John Mueller commented that Google automatically converts PDFs and similar document types into HTML format for indexing and ranking purposes.
For those who are active in PDF SEO, this won’t be a surprise. Google has converted PDFs into HTML for quite some time, and included a link to the HTML version directly in the search results. So while you may have what you think is an awesome PDF, your users might actually prefer the HTML version and click this link instead.
Do note that for larger files in Google will not convert the entire PDF document into HTML. So there’s still some important content that could be within the PDF that is just simply not indexed because of the PDF size.
And there’s a lot of evidence that while PDF files can rank very well, they tend to rank well for the types of queries where someone is looking for something like a PDF, such as a search for a manual for example.
If you do have a large number of important PDFs indexed and that you want ranking well, it is worth considering whether having that content with in a PDF is the best solution for your users as well. For example, PDFs are hard to open and read on many mobile devices. And sizes of PDFs are often much larger than what the corresponding HTML version of the page would be, which is also a limitation on some slower connections depending on the size of the PDF.

****************************************

WRITTEN INSTRUCTION A =>
Rewrite the passage on PDF indexing between "Do note that" and "of the PDF.", inclusive, renaming "mobile devices" as "smartphones".
The records come from a source unrelated to the passage on PDF indexing.

****************************************

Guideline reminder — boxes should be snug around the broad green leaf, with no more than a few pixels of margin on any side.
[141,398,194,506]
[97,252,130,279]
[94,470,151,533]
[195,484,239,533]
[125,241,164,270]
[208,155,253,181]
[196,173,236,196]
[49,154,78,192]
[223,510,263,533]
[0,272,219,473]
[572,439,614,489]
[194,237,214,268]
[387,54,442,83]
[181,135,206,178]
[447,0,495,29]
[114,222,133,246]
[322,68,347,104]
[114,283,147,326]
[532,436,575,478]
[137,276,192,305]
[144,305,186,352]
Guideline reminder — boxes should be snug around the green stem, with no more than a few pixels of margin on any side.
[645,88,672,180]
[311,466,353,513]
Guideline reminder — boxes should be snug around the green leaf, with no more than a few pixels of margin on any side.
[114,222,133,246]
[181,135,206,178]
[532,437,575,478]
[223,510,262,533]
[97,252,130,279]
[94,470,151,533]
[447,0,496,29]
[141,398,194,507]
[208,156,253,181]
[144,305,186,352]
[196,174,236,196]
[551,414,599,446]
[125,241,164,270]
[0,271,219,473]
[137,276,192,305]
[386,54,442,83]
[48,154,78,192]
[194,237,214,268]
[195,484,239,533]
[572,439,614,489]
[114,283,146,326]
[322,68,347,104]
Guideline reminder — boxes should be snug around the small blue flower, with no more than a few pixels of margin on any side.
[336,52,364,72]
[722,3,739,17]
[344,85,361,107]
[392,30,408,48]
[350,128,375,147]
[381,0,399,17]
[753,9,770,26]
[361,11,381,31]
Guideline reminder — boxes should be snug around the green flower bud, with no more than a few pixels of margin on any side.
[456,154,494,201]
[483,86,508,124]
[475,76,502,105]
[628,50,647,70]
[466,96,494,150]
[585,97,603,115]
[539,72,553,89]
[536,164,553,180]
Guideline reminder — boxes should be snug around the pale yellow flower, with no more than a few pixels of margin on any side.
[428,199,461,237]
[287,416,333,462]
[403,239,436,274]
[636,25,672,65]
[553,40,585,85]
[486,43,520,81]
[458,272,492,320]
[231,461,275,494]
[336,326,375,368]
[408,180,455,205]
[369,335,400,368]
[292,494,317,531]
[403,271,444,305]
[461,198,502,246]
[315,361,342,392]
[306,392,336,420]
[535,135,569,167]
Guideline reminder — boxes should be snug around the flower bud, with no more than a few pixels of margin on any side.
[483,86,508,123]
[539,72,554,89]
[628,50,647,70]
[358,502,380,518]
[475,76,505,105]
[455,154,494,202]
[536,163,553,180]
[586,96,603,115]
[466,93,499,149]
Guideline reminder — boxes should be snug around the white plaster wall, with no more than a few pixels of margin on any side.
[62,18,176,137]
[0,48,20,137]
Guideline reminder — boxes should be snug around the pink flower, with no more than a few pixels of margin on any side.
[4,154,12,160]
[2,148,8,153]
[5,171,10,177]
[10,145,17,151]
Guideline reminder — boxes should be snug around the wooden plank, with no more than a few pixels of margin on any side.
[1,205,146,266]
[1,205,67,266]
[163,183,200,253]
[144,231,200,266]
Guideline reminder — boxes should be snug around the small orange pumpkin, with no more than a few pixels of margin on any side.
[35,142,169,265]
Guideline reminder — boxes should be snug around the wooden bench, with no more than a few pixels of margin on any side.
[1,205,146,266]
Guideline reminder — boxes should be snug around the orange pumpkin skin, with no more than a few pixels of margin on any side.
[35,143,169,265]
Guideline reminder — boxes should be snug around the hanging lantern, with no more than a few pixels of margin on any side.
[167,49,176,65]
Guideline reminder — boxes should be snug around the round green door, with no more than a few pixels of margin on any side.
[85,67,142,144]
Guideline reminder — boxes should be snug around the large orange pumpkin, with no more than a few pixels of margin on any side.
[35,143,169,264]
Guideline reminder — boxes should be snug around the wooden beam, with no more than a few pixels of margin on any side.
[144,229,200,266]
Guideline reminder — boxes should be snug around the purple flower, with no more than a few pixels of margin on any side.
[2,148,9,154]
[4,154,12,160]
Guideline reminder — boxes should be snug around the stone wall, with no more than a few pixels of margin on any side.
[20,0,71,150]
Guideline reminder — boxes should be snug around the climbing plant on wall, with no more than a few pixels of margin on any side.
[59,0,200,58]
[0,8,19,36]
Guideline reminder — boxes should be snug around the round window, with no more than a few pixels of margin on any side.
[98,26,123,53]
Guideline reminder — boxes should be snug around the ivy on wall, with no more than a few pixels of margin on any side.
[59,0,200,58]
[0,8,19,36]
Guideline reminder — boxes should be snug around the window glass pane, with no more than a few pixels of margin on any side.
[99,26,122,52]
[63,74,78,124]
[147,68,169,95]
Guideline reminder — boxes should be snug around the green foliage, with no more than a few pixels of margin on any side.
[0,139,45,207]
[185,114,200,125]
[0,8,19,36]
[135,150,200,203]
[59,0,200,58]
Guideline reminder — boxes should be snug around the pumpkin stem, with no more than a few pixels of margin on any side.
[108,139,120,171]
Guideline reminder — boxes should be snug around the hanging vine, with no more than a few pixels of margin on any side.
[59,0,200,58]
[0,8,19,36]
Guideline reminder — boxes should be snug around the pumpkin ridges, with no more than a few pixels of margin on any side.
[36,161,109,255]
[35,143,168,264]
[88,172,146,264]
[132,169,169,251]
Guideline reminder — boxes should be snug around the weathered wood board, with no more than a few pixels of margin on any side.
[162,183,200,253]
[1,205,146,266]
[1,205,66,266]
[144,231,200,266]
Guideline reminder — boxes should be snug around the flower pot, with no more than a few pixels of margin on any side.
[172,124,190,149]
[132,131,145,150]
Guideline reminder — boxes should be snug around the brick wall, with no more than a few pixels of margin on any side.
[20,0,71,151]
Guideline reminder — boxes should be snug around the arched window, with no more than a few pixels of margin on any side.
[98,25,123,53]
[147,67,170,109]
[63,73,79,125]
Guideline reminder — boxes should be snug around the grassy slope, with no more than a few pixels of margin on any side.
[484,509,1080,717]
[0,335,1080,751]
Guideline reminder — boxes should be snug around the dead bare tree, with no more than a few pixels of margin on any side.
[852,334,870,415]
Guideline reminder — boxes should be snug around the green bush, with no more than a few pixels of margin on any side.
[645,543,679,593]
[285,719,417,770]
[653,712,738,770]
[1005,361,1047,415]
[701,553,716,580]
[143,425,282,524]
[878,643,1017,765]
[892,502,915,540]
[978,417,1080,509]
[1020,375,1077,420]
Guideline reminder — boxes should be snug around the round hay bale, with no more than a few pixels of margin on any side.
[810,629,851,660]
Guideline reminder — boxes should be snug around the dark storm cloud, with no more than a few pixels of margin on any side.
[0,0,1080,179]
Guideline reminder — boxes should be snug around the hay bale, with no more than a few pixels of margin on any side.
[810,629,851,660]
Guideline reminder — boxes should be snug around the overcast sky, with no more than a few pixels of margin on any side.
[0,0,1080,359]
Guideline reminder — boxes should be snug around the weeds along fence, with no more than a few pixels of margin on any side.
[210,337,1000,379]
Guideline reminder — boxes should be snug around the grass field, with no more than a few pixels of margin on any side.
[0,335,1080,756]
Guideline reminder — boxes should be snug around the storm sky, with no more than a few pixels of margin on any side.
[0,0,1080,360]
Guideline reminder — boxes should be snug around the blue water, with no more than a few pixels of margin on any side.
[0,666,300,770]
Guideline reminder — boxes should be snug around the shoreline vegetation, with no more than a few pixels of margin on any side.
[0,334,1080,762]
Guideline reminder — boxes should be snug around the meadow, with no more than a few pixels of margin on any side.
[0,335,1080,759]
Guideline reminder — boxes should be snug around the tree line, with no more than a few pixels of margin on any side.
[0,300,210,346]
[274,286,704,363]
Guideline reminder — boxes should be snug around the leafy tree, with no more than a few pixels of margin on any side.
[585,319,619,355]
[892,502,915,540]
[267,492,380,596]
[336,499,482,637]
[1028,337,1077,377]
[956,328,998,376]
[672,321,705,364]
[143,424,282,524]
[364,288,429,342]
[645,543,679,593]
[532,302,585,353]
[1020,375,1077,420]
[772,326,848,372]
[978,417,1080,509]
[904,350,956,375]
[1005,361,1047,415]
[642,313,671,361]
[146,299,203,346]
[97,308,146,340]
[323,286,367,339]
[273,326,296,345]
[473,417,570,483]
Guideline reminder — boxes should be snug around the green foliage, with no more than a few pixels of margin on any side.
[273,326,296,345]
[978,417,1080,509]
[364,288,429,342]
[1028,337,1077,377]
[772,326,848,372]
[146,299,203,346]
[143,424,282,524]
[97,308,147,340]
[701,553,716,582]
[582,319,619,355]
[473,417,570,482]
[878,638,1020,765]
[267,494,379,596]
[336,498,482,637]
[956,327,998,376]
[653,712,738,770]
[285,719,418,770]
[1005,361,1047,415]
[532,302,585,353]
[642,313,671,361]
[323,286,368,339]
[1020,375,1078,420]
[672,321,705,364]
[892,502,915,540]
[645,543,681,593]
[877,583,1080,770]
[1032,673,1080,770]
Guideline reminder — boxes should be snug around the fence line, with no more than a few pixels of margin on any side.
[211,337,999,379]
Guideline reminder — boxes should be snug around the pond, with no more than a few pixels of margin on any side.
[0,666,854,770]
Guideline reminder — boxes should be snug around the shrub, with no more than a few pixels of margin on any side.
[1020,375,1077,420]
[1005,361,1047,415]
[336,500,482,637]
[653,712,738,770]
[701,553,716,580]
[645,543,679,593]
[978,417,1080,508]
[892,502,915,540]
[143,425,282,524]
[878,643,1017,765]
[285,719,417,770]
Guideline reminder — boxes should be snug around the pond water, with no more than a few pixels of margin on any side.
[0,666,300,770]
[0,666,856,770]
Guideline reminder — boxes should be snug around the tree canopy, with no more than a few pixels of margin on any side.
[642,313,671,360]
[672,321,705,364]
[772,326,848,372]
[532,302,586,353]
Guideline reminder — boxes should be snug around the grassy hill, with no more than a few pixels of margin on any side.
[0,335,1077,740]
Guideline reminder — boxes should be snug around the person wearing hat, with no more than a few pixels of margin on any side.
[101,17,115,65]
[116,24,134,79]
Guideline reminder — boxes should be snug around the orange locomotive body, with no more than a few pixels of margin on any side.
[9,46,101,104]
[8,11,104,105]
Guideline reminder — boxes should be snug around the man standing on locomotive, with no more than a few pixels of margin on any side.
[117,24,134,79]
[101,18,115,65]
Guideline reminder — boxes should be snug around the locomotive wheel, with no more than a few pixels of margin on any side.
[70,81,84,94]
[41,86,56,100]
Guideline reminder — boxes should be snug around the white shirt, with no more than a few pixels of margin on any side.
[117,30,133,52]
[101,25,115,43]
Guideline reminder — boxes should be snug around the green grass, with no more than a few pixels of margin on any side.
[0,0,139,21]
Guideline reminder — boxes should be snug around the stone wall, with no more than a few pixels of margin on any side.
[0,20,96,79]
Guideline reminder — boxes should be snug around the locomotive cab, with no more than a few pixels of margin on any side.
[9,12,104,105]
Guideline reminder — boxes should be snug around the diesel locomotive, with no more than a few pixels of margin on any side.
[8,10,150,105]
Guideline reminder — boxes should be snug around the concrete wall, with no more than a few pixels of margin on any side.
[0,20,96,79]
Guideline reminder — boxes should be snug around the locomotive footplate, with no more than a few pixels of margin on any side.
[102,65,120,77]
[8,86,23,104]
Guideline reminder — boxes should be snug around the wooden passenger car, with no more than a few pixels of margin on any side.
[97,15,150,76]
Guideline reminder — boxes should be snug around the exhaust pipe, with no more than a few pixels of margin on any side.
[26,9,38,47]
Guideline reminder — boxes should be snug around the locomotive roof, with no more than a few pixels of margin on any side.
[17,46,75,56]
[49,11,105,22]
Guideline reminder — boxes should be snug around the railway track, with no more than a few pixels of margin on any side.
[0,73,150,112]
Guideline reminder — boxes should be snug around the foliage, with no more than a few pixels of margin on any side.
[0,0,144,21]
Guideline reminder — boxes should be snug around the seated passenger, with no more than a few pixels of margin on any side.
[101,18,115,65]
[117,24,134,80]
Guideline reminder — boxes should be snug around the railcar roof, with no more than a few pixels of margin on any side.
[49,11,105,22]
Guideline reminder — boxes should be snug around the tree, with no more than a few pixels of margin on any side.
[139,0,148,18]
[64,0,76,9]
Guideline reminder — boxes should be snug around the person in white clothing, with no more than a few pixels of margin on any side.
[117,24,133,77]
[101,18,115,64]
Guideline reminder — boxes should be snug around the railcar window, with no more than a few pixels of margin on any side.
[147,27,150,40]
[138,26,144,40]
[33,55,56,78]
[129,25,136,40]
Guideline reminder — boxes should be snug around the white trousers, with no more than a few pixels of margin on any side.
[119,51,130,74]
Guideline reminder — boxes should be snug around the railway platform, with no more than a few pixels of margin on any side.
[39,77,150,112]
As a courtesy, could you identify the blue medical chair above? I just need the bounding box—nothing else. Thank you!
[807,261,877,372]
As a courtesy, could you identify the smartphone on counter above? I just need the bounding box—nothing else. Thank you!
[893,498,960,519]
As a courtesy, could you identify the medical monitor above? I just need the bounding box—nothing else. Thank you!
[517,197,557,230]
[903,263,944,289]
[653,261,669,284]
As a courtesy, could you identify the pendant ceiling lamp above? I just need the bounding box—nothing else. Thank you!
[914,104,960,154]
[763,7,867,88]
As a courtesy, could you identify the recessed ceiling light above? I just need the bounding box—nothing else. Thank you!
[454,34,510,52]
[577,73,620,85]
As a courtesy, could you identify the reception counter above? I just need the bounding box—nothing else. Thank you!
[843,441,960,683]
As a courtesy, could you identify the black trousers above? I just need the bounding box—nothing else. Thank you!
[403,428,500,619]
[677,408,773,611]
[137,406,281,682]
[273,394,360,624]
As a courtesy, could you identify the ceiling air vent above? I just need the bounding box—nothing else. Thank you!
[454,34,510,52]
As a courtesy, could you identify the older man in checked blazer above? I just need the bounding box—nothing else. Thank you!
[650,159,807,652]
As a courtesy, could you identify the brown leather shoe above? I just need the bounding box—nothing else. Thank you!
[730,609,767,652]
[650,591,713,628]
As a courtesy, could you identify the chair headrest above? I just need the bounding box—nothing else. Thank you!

****************************************

WRITTEN INSTRUCTION B =>
From the records, copy out every line between the lines holding "green grass, with" and "[97,15,150,76]", inclusive, without changing anything.

TASK RESULT A =>
Do note that for larger files in Google will not convert the entire PDF document into HTML. So there’s still some important content that could be within the PDF that is just simply not indexed because of the PDF size.
And there’s a lot of evidence that while PDF files can rank very well, they tend to rank well for the types of queries where someone is looking for something like a PDF, such as a search for a manual for example.
If you do have a large number of important PDFs indexed and that you want ranking well, it is worth considering whether having that content with in a PDF is the best solution for your users as well. For example, PDFs are hard to open and read on many smartphones. And sizes of PDFs are often much larger than what the corresponding HTML version of the page would be, which is also a limitation on some slower connections depending on the size of the PDF.

TASK RESULT B =>
Guideline reminder — boxes should be snug around the green grass, with no more than a few pixels of margin on any side.
[0,0,139,21]
Guideline reminder — boxes should be snug around the stone wall, with no more than a few pixels of margin on any side.
[0,20,96,79]
Guideline reminder — boxes should be snug around the locomotive cab, with no more than a few pixels of margin on any side.
[9,12,104,105]
Guideline reminder — boxes should be snug around the diesel locomotive, with no more than a few pixels of margin on any side.
[8,10,150,105]
Guideline reminder — boxes should be snug around the concrete wall, with no more than a few pixels of margin on any side.
[0,20,96,79]
Guideline reminder — boxes should be snug around the locomotive footplate, with no more than a few pixels of margin on any side.
[102,65,120,77]
[8,86,23,104]
Guideline reminder — boxes should be snug around the wooden passenger car, with no more than a few pixels of margin on any side.
[97,15,150,76]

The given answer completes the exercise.